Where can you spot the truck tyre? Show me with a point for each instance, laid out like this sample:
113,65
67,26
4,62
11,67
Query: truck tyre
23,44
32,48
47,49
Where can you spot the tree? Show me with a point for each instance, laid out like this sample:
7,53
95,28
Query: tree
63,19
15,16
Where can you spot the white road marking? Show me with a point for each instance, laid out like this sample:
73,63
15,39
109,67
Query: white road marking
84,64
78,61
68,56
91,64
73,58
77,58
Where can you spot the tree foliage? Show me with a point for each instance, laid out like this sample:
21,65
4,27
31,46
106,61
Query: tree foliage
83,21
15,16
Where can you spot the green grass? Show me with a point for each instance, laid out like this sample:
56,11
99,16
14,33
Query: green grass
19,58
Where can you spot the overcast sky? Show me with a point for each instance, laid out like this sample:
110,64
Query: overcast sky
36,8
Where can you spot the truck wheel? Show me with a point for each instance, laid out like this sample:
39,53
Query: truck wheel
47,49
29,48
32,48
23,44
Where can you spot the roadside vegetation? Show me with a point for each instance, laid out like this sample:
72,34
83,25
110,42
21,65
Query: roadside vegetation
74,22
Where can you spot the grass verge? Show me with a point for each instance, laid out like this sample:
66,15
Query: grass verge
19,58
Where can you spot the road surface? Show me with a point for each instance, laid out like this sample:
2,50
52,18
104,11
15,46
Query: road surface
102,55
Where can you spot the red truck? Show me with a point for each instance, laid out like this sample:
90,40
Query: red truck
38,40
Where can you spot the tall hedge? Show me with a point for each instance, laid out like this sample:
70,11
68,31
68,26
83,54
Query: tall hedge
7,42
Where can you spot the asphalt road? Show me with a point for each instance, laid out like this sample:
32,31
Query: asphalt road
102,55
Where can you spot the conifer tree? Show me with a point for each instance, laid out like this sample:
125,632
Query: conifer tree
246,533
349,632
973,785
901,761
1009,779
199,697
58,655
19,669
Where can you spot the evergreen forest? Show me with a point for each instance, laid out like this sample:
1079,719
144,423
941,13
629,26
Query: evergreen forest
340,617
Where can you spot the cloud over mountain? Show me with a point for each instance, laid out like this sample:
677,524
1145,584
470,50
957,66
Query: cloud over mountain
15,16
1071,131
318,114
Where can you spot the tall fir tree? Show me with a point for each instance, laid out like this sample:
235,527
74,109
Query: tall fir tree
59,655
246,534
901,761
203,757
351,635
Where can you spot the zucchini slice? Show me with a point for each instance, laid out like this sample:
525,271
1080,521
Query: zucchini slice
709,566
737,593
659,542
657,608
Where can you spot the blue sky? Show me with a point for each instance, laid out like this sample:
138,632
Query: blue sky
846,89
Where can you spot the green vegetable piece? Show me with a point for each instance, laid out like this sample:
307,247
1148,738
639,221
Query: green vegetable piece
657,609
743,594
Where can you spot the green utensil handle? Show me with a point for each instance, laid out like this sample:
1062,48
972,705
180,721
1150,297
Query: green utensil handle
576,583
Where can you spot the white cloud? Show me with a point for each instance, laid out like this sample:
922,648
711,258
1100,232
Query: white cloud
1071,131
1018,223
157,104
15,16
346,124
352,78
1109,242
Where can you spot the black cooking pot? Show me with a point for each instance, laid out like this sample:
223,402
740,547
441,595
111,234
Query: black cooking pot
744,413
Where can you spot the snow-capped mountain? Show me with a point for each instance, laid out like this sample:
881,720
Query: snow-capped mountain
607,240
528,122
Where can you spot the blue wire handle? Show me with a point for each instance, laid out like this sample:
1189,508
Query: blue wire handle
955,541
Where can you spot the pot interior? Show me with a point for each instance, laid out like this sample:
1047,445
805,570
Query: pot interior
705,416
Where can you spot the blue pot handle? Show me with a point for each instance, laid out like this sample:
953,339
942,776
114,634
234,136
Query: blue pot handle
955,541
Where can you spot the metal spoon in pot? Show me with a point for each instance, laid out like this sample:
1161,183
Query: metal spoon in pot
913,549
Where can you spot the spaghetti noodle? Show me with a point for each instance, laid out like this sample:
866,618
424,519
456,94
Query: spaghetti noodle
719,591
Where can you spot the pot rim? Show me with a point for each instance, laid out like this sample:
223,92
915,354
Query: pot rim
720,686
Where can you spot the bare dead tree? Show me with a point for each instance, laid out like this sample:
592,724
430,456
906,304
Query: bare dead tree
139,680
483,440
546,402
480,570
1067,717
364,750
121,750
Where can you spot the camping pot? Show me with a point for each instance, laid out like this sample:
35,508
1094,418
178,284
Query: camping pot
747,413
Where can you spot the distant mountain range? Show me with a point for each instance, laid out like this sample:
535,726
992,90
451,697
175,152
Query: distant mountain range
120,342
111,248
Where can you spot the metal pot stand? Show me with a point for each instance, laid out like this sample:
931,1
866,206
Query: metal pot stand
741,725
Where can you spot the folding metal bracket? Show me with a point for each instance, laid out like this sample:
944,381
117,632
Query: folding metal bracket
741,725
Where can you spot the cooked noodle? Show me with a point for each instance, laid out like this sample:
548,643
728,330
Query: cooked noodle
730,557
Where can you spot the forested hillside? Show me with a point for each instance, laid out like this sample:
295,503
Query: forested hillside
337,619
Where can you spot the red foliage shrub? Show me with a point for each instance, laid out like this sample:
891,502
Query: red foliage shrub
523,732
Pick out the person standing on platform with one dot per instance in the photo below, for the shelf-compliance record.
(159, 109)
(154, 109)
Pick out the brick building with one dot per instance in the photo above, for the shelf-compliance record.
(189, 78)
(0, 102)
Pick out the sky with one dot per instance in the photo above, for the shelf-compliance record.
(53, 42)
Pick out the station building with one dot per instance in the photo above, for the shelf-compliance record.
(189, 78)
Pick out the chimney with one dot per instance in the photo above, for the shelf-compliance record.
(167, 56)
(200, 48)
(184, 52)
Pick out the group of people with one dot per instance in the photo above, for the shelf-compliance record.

● **WHAT YOU HAVE TO DO**:
All of the entries should be written out again exactly.

● **RESPONSE TO THIS EXERCISE**:
Where can you spot the truck tyre? Show me with a point for each instance, laid out like this sample:
113,65
67,26
4,62
11,67
Query: truck tyre
23,44
32,48
47,49
Where can you spot the tree? Show me with a point for each instance, laid out like this sample:
7,53
95,28
Query: tree
63,19
15,16
Where can you spot the white road marking? Show me with a point for each instance, laid out like this sample:
73,63
15,39
109,67
Query: white road marking
84,64
78,61
68,56
91,64
73,58
77,58
Where can you spot the tree foliage? Show me with a point for each instance, laid out like this sample:
21,65
4,27
31,46
106,61
Query: tree foliage
83,21
15,16
Where can you spot the green grass? Show me with a point for each instance, laid out like this sample:
56,11
99,16
14,33
Query: green grass
19,58
Where can you spot the overcast sky? Show me with a point for each instance, laid out like this sample:
110,64
Query: overcast sky
36,8
Where can you spot the truck wheel? Show me with a point for each instance, laid out like this sample:
39,53
Query: truck wheel
47,49
29,48
32,48
23,44
Where can you spot the roadside vegetation? Show me with a point for each instance, laid out like this sample:
72,34
83,25
110,42
21,65
Query: roadside vegetation
74,22
Where can you spot the grass verge? Show me with a point for each instance, laid out like this sample:
66,15
Query: grass verge
19,58
Where can you spot the road surface? Show me with a point for each instance, laid out like this sample:
2,50
52,18
104,11
15,46
Query: road surface
102,55
Where can you spot the red truck? Show me with a point for each instance, laid out like this sample:
90,40
Query: red truck
38,40
Where can you spot the tall hedge? Show me with a point for each instance, laid out like this sample:
70,11
68,31
68,26
83,54
Query: tall hedge
7,42
Where can you spot the asphalt road? Show me with a point for each instance, laid out like this sample:
32,31
Query: asphalt road
102,55
Where can you spot the conifer tree? Show me with a point for each instance, laid out like this sample:
125,632
Query: conifer tree
246,533
349,632
973,785
901,761
1009,779
199,697
58,655
19,669
Where can you spot the evergreen forest? Show me with a point for each instance, laid out like this sample:
1079,719
144,423
941,13
629,26
Query: evergreen forest
340,617
Where can you spot the cloud over mountain? Show me with a point for each instance, laid out like this sample:
677,524
1145,584
470,50
957,66
Query: cloud over mountain
15,16
1071,131
318,114
Where can you spot the tall fir tree? Show me with a point for each instance, laid out like this sample:
235,527
74,109
Query: tall fir tree
59,655
246,534
901,761
203,757
351,635
Where can you spot the zucchini slice? Show me with a point for each instance, laid out like this sample:
525,271
1080,521
Query: zucchini slice
709,566
737,593
659,542
657,608
Where can you spot the blue sky? Show me with a point for each instance, laid out like this sample:
138,632
Query: blue sky
846,89
Where can you spot the green vegetable piece? Show me with a point for each instance, laid out like this sample:
307,247
1148,738
639,221
Query: green vegetable piece
657,609
743,594
Where can you spot the green utensil handle? Show me with a point for each instance, laid out like this sample:
1062,48
972,705
180,721
1150,297
Query: green utensil handle
576,583
Where can you spot the white cloud? Show me with a point for each instance, laid out like this sample:
922,648
711,258
1100,232
Query: white cloud
1071,131
1018,223
157,104
15,16
346,124
352,78
1109,242
Where can you spot the black cooking pot? Show me with a point for each instance, laid out like this sample:
223,402
740,547
441,595
111,234
Query: black cooking pot
744,413
Where can you spot the snow-capped mountain? Show me with a point for each instance, laid out like this sample:
881,720
Query: snow-capped mountain
607,240
528,122
Where can you spot the blue wire handle? Show me with a point for each instance, laid out like this sample:
1189,508
Query: blue wire handle
955,541
Where can you spot the pot interior? Show me with a point for each instance, laid out like this sample:
1047,445
805,570
Query: pot interior
705,416
Where can you spot the blue pot handle? Show me with a point for each instance, laid out like this sample:
953,339
942,776
114,634
234,136
Query: blue pot handle
955,541
Where can you spot the metal spoon in pot? Show me with a point for each instance, laid out like this sample:
1161,183
Query: metal spoon in pot
913,549
Where can you spot the spaghetti noodle? Show me with a point for each instance, laid out like this sample:
866,618
424,519
456,94
Query: spaghetti noodle
719,591
Where can you spot the pot rim? Show me with a point for each instance, laid out like this sample:
223,92
915,354
Query: pot rim
720,686
Where can you spot the bare dead tree? Show me with a point for each instance, laid out like this sample:
592,724
430,456
906,304
Query: bare dead tree
139,680
483,440
546,402
480,570
1067,717
364,750
121,750
Where can you spot the camping pot? Show me with a point for each instance, laid out like this sample:
35,508
1094,418
178,284
Query: camping pot
747,413
Where can you spot the distant mountain range? Show me with a point for each instance, laid out like this sample:
535,726
992,90
451,697
175,152
Query: distant mountain range
120,342
111,248
Where can you spot the metal pot stand? Show me with a point for each instance, laid out like this sample:
931,1
866,206
Query: metal pot stand
741,725
Where can you spot the folding metal bracket? Show me with a point for each instance, laid out like this sample:
944,381
117,632
Query: folding metal bracket
741,725
Where can you spot the cooked noodle? Show me with a point for each instance, laid out like this sample:
548,643
728,330
Query: cooked noodle
730,557
Where can you spot the forested hillside? Show me with a point for each instance, laid out like this sample:
295,503
Query: forested hillside
337,619
Where can you spot the red foliage shrub? Show me with a point for each instance, laid out like this sample:
891,502
Query: red foliage shrub
523,732
Pick out the person standing on platform with one dot per instance in the photo below, for the shelf-compliance record.
(159, 109)
(154, 109)
Pick out the brick building with one dot per instance in the photo above, for the shelf-compliance record.
(189, 78)
(0, 102)
Pick out the sky with one dot per instance in the photo above, for the shelf-compliance record.
(53, 42)
Pick out the station building with one dot per instance in the photo above, for the shelf-compliance record.
(189, 78)
Pick out the chimney with one dot per instance in the photo above, for the shelf-compliance record.
(167, 56)
(200, 48)
(184, 52)
Pick out the group of people with one dot per instance in the photo above, for the shelf-compliance record.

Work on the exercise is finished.